# REQUIREMENT
Copy the material starting at the line that contains "Give the mask of every instance of the green" and ending at the line that contains "305], [275, 243]]", both lines included, with every polygon vertex coordinate raised by 33 and everything else unchanged. Leave the pictures out.

★ ★ ★ ★ ★

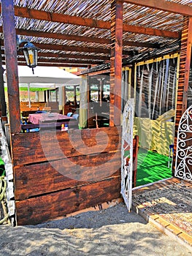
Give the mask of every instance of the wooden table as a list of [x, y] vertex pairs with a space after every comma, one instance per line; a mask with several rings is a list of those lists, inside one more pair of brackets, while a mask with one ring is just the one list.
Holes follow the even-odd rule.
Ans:
[[28, 121], [29, 124], [21, 125], [23, 132], [34, 128], [61, 129], [62, 124], [68, 124], [69, 128], [78, 128], [78, 122], [75, 118], [58, 113], [30, 114]]
[[28, 121], [34, 124], [50, 122], [63, 122], [66, 121], [69, 121], [71, 120], [74, 120], [74, 118], [58, 113], [41, 113], [28, 115]]

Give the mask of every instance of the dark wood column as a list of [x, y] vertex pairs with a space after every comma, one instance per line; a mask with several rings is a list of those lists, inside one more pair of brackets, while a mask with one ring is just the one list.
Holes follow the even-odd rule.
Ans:
[[[177, 132], [179, 122], [187, 109], [188, 80], [192, 43], [192, 18], [185, 18], [181, 37], [180, 61], [177, 99], [176, 106], [175, 128]], [[177, 133], [175, 134], [177, 135]]]
[[187, 109], [188, 81], [190, 64], [191, 58], [192, 43], [192, 18], [184, 18], [183, 28], [181, 37], [180, 60], [179, 71], [179, 82], [177, 89], [177, 99], [176, 106], [176, 119], [174, 151], [174, 157], [173, 167], [175, 166], [175, 152], [177, 148], [177, 131], [182, 115]]
[[[1, 48], [1, 45], [0, 45]], [[7, 105], [5, 102], [4, 86], [4, 69], [2, 67], [1, 50], [0, 49], [0, 105], [2, 116], [7, 116]]]
[[7, 80], [10, 132], [20, 131], [17, 42], [12, 0], [2, 0], [3, 32]]
[[112, 1], [110, 57], [110, 126], [120, 124], [123, 2]]

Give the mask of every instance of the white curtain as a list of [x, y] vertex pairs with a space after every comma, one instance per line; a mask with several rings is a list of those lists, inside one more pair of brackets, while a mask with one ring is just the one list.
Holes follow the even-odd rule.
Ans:
[[137, 116], [154, 120], [175, 109], [177, 66], [174, 58], [137, 67]]

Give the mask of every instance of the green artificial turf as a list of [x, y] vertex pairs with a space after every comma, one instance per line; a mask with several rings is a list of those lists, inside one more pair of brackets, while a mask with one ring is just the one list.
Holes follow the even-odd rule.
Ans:
[[171, 167], [168, 168], [168, 160], [167, 156], [139, 148], [137, 159], [137, 187], [172, 177]]

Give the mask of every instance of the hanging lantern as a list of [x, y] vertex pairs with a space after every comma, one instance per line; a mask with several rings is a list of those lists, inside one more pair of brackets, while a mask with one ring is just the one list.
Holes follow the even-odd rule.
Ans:
[[23, 50], [27, 65], [32, 69], [34, 74], [34, 68], [37, 65], [38, 48], [32, 42], [28, 42], [23, 45], [21, 50]]

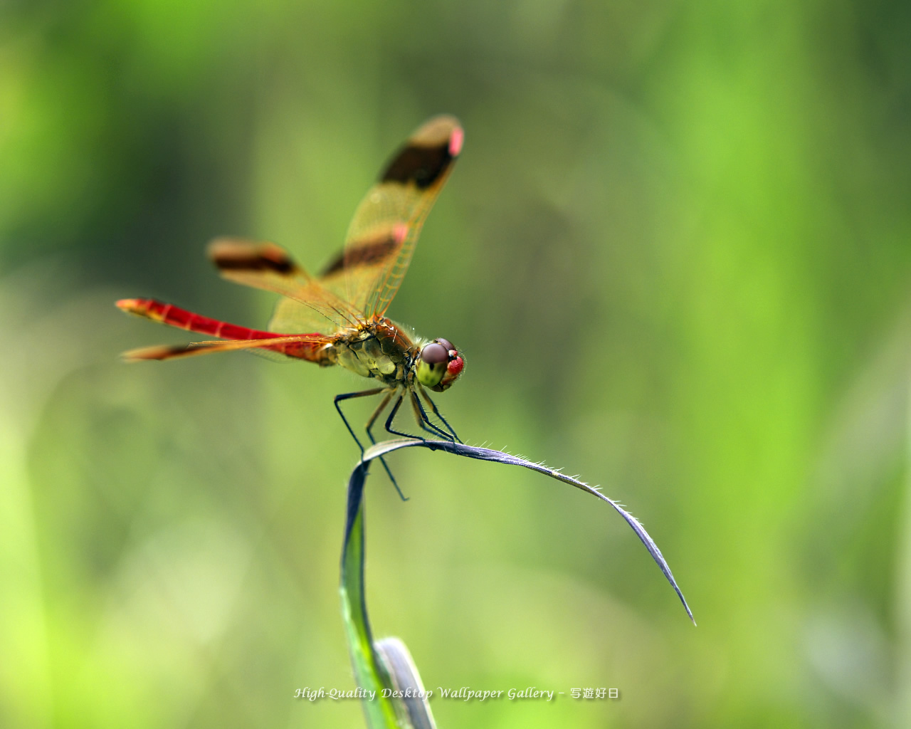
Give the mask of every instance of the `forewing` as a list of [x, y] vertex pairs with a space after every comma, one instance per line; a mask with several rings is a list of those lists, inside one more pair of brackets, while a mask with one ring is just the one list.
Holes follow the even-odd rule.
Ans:
[[342, 253], [320, 282], [364, 319], [382, 316], [404, 276], [424, 220], [462, 149], [454, 117], [419, 127], [361, 201]]
[[219, 238], [210, 243], [209, 257], [229, 281], [287, 297], [275, 308], [271, 332], [334, 332], [357, 323], [350, 305], [275, 243]]

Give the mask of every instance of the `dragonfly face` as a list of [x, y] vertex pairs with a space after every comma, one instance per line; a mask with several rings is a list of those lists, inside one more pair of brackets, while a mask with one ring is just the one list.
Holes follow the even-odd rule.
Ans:
[[424, 345], [415, 367], [421, 385], [442, 393], [458, 379], [465, 360], [449, 340], [440, 338]]
[[423, 431], [458, 440], [426, 389], [448, 389], [461, 375], [465, 361], [445, 339], [415, 344], [401, 327], [385, 318], [385, 312], [411, 262], [424, 221], [462, 150], [463, 139], [462, 128], [453, 117], [435, 117], [415, 129], [367, 191], [348, 228], [343, 252], [320, 276], [310, 275], [274, 243], [236, 239], [213, 241], [209, 254], [222, 276], [283, 297], [268, 331], [220, 322], [154, 299], [122, 299], [118, 306], [128, 313], [220, 338], [181, 346], [146, 347], [128, 352], [125, 357], [165, 360], [245, 349], [322, 366], [340, 364], [380, 384], [335, 398], [335, 407], [358, 446], [361, 442], [339, 403], [370, 395], [383, 395], [367, 422], [372, 442], [375, 441], [371, 428], [390, 405], [386, 431], [421, 437], [393, 427], [405, 400]]

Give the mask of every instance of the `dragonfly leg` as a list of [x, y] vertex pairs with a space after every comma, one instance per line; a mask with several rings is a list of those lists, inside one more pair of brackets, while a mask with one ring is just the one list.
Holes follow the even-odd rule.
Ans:
[[[370, 438], [370, 442], [373, 443], [374, 445], [376, 444], [376, 438], [374, 437], [373, 427], [376, 424], [376, 418], [379, 417], [380, 413], [382, 413], [385, 409], [385, 406], [389, 405], [389, 401], [393, 398], [393, 395], [394, 394], [395, 394], [394, 389], [390, 390], [388, 393], [386, 393], [386, 396], [383, 398], [383, 401], [374, 411], [374, 414], [370, 416], [370, 419], [367, 421], [367, 426], [364, 428], [364, 430], [367, 431], [367, 437]], [[398, 482], [395, 480], [395, 477], [393, 476], [393, 472], [389, 469], [389, 466], [386, 463], [386, 459], [384, 458], [382, 456], [380, 456], [380, 463], [382, 463], [383, 467], [386, 469], [386, 476], [389, 477], [389, 480], [392, 481], [393, 486], [395, 487], [395, 490], [399, 495], [399, 498], [401, 498], [403, 501], [407, 501], [408, 497], [406, 497], [404, 494], [402, 493], [402, 489], [399, 488]]]
[[[385, 389], [386, 389], [385, 387], [374, 387], [372, 390], [362, 390], [361, 392], [358, 393], [345, 393], [344, 395], [336, 395], [335, 399], [333, 401], [333, 403], [335, 403], [335, 409], [338, 410], [339, 416], [342, 418], [342, 422], [344, 423], [344, 426], [348, 428], [348, 432], [351, 433], [351, 436], [354, 438], [354, 442], [357, 444], [357, 447], [361, 449], [362, 458], [363, 457], [363, 446], [361, 443], [361, 441], [357, 439], [357, 436], [354, 435], [354, 431], [352, 429], [351, 424], [348, 422], [348, 418], [345, 417], [344, 413], [342, 412], [342, 406], [340, 406], [339, 403], [341, 403], [343, 400], [350, 400], [353, 397], [367, 397], [368, 395], [379, 395], [380, 393], [384, 392]], [[386, 401], [384, 400], [384, 406], [385, 406], [384, 405], [385, 402]], [[373, 438], [371, 438], [371, 440], [373, 440]]]
[[444, 426], [446, 426], [446, 430], [449, 431], [449, 435], [452, 436], [459, 443], [462, 443], [462, 438], [460, 438], [458, 436], [456, 435], [456, 431], [453, 430], [453, 426], [450, 426], [448, 422], [446, 422], [446, 419], [442, 416], [440, 411], [437, 409], [436, 403], [435, 403], [433, 400], [430, 399], [430, 395], [427, 395], [427, 391], [424, 389], [424, 385], [422, 385], [421, 383], [417, 383], [417, 390], [419, 393], [421, 393], [421, 397], [424, 398], [424, 401], [428, 406], [430, 406], [430, 409], [434, 411], [434, 415], [440, 419], [440, 421], [443, 423]]
[[404, 393], [402, 393], [398, 399], [395, 400], [395, 405], [393, 406], [392, 412], [389, 413], [389, 417], [386, 418], [386, 432], [392, 433], [394, 436], [401, 436], [404, 438], [414, 438], [415, 440], [426, 440], [425, 437], [422, 436], [413, 436], [410, 433], [403, 433], [401, 430], [395, 430], [393, 428], [393, 420], [395, 417], [395, 414], [398, 413], [398, 409], [402, 406], [402, 399], [404, 397]]
[[417, 394], [414, 390], [411, 391], [411, 405], [415, 409], [415, 419], [423, 430], [426, 430], [434, 436], [438, 436], [445, 440], [453, 442], [453, 436], [451, 434], [446, 433], [446, 431], [434, 424], [430, 418], [427, 417], [427, 411], [424, 409], [424, 406], [421, 405], [421, 401], [417, 398]]

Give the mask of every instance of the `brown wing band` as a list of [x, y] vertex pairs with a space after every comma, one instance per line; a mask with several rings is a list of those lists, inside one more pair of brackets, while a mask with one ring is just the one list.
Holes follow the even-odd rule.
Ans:
[[425, 147], [410, 144], [389, 163], [380, 179], [383, 182], [414, 182], [419, 190], [429, 188], [443, 175], [454, 159], [446, 139], [442, 144]]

★ ★ ★ ★ ★

# SOLUTION TO THIS PROBLEM
Give the mask of every instance of the green artificial turf as a list of [x, y] vertex pairs with a space after every comma, one instance per line; a mask with several rings is a list of those lists, inside one more pair of brackets, while a mask with one ring is just the one list.
Holes follow the even-odd rule.
Ans:
[[204, 200], [201, 201], [201, 193], [200, 189], [172, 181], [170, 192], [170, 220], [205, 210]]

Give the mask of every instance of the hanging lantern as a list of [x, y] vertex pairs with a space after every comma, one instance per line; a mask with several rings is a list of those lists, inside one more pair of brackets, while a mask with one ring is just the one list.
Holes follow the even-odd rule.
Ans:
[[56, 83], [60, 98], [65, 102], [67, 107], [67, 101], [70, 98], [71, 81], [65, 75], [61, 75], [56, 78], [54, 83]]

Give the mask of every instance of the `forewing` as a list of [x, y] vertex pairs with a space after every comma, one instance per line; a mask with several rings is a list of those lists, inside one more pair of brackets, while a mask with one ring is just the one list.
Holes follow the even-odd rule.
Ans:
[[375, 286], [353, 315], [397, 352], [415, 349], [437, 309], [457, 253], [495, 182], [487, 150], [452, 160], [394, 234]]
[[252, 271], [243, 276], [242, 290], [262, 314], [320, 330], [308, 341], [304, 365], [367, 365], [390, 356], [383, 338], [308, 276]]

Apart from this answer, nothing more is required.